(Job):
Answer these questions using the post about Trimtabs and withholding data:
1. Which letter featured the discussion about withholding tax data?
2. Which person at Trimtabs does that letter quote?
3. According to the quote, how much higher were withholdings on the latest Friday than on the same Friday last year?

(Passage shown):
Posts filed under “Taxes and Policy”

Trimtabs Continues to Abuse Withholding Data

Yesterday’s Gartman Letter (TGL) featured a discussion about withholding tax data (via Trimtabs); I received several questions about it from various quarters. In short, the Trimtabs’ analysis was simply wrong. The data below reveals the how and why.

TGL quoted Charles Biderman of Trimtabs, who stated:

"The US economy is improving rather than deteriorating. The income and employment taxes withheld from the paychecks of all U.S. workers on payrolls rose 3.1% year-over-year in the past two weeks and one day (Friday, April 4 through Friday, April 18). Withholdings on the latest Friday this year were 13.2% higher than withholdings on the same Friday last year, and the growth rate will probably rise further once withholdings for Monday are available. The growth rates we have been measuring are definitely not indicative of an economy sliding into a deep recession. (emphasis added)

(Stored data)
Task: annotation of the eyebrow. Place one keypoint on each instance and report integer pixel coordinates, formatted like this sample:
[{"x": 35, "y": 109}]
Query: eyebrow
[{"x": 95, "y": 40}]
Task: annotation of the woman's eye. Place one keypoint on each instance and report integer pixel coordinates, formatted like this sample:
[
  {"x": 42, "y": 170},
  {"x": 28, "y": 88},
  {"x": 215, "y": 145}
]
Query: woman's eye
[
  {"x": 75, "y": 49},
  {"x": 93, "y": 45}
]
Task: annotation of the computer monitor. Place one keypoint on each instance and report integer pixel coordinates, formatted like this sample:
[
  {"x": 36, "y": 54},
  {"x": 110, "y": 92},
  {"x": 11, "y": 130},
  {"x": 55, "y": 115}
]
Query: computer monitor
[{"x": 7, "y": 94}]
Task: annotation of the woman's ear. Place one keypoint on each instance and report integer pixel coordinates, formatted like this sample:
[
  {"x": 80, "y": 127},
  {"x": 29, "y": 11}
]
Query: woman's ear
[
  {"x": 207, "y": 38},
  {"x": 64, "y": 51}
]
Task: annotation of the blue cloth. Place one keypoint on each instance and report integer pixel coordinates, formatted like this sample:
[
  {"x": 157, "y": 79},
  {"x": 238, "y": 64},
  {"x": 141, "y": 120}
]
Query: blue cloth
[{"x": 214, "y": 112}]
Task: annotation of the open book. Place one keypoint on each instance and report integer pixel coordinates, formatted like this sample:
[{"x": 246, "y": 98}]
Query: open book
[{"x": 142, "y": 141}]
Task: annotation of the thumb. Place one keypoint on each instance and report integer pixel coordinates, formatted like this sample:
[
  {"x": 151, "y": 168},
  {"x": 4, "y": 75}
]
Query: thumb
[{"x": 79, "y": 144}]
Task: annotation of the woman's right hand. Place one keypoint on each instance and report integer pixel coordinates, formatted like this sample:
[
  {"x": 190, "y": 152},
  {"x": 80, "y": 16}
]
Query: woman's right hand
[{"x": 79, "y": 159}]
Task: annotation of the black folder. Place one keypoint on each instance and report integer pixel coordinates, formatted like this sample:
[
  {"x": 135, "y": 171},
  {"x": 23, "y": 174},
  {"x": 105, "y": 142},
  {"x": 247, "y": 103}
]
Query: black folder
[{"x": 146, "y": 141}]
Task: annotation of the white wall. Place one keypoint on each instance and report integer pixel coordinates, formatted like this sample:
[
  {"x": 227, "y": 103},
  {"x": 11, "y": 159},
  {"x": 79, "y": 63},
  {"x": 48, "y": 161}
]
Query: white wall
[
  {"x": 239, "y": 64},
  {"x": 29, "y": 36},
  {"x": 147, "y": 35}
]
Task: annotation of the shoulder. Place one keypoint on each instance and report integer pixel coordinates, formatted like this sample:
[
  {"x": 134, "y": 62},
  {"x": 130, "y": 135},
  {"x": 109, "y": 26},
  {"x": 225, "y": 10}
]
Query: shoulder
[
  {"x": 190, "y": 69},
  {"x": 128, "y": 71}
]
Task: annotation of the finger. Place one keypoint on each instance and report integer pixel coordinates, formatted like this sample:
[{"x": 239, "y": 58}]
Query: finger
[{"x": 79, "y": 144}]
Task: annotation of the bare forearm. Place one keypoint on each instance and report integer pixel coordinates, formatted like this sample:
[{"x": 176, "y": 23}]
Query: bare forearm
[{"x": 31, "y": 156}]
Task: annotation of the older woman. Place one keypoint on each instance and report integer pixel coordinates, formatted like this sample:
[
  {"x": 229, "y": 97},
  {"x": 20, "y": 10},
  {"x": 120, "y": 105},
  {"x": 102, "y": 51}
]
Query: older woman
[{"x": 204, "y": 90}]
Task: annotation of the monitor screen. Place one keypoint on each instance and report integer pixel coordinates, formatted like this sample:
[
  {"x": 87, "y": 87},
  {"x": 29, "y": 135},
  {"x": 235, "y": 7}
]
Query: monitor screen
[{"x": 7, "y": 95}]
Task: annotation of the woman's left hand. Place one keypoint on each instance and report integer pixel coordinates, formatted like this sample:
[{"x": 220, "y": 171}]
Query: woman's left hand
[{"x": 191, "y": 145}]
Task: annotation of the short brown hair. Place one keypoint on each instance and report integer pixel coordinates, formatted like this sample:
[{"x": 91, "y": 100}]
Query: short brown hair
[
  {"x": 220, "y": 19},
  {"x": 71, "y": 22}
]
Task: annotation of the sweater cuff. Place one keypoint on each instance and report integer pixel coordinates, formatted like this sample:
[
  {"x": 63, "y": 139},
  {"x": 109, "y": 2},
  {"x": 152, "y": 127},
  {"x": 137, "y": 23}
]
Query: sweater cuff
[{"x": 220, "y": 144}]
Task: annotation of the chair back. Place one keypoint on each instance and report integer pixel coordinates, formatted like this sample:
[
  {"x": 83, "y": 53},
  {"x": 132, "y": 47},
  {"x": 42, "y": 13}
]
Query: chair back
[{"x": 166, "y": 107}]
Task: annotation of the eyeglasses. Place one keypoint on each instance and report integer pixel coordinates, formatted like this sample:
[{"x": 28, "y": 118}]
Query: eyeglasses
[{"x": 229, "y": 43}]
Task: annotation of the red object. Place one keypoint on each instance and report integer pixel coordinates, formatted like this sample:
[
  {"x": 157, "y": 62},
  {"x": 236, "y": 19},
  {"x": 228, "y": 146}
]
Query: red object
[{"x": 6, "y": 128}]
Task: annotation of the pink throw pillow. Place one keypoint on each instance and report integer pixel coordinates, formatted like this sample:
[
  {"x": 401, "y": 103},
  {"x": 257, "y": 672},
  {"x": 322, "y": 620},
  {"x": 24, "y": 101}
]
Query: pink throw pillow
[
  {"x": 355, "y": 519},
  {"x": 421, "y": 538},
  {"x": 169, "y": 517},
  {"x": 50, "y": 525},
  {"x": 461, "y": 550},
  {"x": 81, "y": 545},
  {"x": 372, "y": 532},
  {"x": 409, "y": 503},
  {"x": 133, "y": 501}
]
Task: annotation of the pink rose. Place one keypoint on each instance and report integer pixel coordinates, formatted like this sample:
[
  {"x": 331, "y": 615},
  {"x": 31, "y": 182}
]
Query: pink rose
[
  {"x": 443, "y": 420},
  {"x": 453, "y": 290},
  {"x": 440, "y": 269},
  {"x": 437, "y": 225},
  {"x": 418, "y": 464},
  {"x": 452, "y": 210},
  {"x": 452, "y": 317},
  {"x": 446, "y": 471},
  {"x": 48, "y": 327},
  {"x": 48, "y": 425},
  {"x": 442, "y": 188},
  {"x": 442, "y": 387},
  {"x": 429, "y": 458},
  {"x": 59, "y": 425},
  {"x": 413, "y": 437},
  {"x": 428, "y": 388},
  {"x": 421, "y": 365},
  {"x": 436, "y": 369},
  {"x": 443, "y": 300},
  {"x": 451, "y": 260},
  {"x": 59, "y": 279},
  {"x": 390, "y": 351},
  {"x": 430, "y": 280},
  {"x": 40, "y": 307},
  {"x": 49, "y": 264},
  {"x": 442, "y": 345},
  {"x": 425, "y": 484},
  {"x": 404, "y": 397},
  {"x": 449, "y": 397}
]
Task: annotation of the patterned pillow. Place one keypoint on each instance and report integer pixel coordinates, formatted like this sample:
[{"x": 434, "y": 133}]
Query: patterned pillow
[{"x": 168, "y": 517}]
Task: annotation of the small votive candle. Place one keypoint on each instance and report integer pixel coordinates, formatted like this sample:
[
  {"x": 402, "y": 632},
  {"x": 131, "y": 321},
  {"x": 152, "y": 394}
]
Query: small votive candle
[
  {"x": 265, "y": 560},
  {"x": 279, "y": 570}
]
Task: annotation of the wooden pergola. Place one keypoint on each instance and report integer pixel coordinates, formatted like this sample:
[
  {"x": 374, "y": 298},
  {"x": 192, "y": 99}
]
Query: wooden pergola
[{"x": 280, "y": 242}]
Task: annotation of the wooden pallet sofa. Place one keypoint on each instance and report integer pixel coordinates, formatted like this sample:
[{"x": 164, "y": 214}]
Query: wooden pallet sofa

(Task solution):
1. The Gartman Letter (TGL)
2. Charles Biderman
3. 13.2% higher